EXERCISE SET
- a) Quote the passage of the Giuliani inquiry article between "Guiliani denied any" and "the FBI's plans.", inclusive.
- b) In the Giuliani inquiry article, what did James Comey announce two days after Giuliani's television appearance?
- c) Continue the Giuliani inquiry article from its last sentence.

TEXT EXTRACT
DOJ Finds No Evidence Rudy Giuliani Was Tipped Off to Hillary Clinton Email Investigation

The Department of Justice's inspector general said Thursday that no evidence was found of FBI agents sharing inside information with Rudy Giuliani, Donald Trump's former lawyer, about the Hillary Clinton email investigation.

During an Oct. 26, 2016 television appearance, Giuliani said that then-candidate Trump had "some pretty big surprises" in the coming days. Two days later, James Comey, the FBI director at the time, announced the Clinton email investigation would be reopened after new emails were discovered.

Due to the timing of Giuliani's statement regarding "surprises", the question of whether Giuliani had been leaked information from someone about the investigation arose.

Guiliani denied any prior knowledge of the investigation, and the inspector general's office reported it found no evidence that Giuliani had been alerted to the FBI's plans.

For more reporting from the Associated Press, see below.

Rudy Giuliani
The FBI inspector general reported there was no evidence found to support the idea that former New York City Mayor Rudy Giuliani had been tipped off regarding the Hillary Clinton email investigation. Giuliani makes an... Spencer Platt/Getty Images

The inspector general looked into whether anyone had improperly tipped off Giuliani, and more broadly examined contacts between FBI officials and reporters during the course of the investigation into whether Clinton had mishandled classified information on her personal email server.

SUPPLIED ENTRIES
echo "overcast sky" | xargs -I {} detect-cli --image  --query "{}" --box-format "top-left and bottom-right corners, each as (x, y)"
==
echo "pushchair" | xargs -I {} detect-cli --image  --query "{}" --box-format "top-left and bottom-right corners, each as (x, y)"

THE RESPONSES
- a)
Guiliani denied any prior knowledge of the investigation, and the inspector general's office reported it found no evidence that Giuliani had been alerted to the FBI's plans.

- b) He announced that the Clinton email investigation would be reopened after new emails were discovered.

- c)
According to a report issued Thursday, Giuliani told the watchdog office that he had not received any information about the Clinton investigation and that Comey's comments reopening the probe were a "shock to me. I had no foreknowledge of them." He said he hadn't been in contact with any current FBI agents during that month, and that the former officials he communicated with did not have information about FBI investigations.

As part of the investigation, the inspector general's office asked the FBI to determine which agents may have been in touch with Giuliani. The FBI identified four employees, but each employee told the watchdog office during interviews they had not had any contact with Giuliani.

The FBI said the four employees had used their FBI devices to call telephone numbers associated with Giuliani, but the inspector general's office said that information was either outdated or meaningless.

Two of the phone numbers were for the general line of the New York office of the law firm where Giuliani had worked, and the other two were for businesses "at which Giuliani had not been affiliated since at least 2007," the inspector general's office said.

"The telephone numbers attributed by the FBI to Giuliani were not, therefore, specific to Giuliani," the report said. "Accordingly, the purported investigative leads provided by the FBI based on alleged FBI employee contacts with Giuliani were inaccurate."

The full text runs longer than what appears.